OBJECTIVE: In this exercise, reproduce all the entries that follow exactly.

Object pointing dataset rows
____________________

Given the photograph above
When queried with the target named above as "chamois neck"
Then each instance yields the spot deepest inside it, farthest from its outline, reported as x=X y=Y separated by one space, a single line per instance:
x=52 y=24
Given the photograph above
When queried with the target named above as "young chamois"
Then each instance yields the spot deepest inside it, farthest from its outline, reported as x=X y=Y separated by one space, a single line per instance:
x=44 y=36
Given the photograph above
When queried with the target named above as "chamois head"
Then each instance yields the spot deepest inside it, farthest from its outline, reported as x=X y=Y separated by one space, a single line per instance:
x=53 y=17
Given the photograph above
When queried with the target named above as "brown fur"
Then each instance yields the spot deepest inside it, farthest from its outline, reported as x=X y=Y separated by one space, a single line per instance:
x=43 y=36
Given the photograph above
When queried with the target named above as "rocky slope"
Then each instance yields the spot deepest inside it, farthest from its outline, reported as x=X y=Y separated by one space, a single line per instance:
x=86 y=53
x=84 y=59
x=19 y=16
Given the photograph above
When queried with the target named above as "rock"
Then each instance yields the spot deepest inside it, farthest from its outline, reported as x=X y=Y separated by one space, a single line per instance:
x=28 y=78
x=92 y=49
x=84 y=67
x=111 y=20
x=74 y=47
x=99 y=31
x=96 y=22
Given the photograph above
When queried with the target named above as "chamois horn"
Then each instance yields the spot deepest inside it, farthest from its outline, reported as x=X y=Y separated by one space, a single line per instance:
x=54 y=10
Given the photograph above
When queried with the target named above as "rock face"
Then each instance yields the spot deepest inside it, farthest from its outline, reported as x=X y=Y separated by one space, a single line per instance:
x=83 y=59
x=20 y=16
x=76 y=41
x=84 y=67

____________________

ANSWER TO THIS PROBLEM:
Given the photograph above
When queried with the target named above as "chamois neck"
Then each instance yields the spot deepest inside it, farthest from its outline, reported as x=X y=Y separated by one space, a single line per instance:
x=52 y=24
Given the photograph above
When queried with the target named above as "young chamois"
Then each instance yields the spot deepest inside it, farthest from its outline, reported as x=X y=Y separated by one space, a single line per instance:
x=44 y=36
Given the photograph above
When queried with the target named above as "chamois head"
Then each instance yields the spot deepest inside it, farthest from its outline, reported as x=X y=Y separated by one space, a single line per instance:
x=53 y=17
Given the photograph above
When queried with the target named above as "brown fur"
Then each instance yields the spot deepest inside it, farthest from its outline, reported as x=X y=Y separated by one space, a single line per instance:
x=43 y=36
Given the photograph above
When queried with the target named above as "rocky slope"
Then each instance yields the spot deepest inside it, farthest from its outline, reported as x=X y=Y separated by one space, a single line per instance:
x=86 y=53
x=84 y=59
x=19 y=16
Given the photograph above
When queried with the target named above as "rock"
Then each instance yields the spot deepest inside it, farthest from its outline, reported as x=X y=Y separated by one space, a single line per instance:
x=28 y=78
x=92 y=49
x=84 y=67
x=111 y=20
x=74 y=47
x=99 y=31
x=96 y=22
Given the photograph above
When queried with the target named above as "chamois horn"
Then each instance yields the spot deepest inside it, farthest from its outline, reported as x=X y=Y separated by one space, a single line per instance:
x=54 y=10
Given the photograph above
When queried with the target named above as "rock face"
Then each instance yields the spot deepest inside it, farthest from its outline, reported as x=X y=Y separated by one space, a single line per instance:
x=83 y=59
x=20 y=16
x=76 y=41
x=84 y=67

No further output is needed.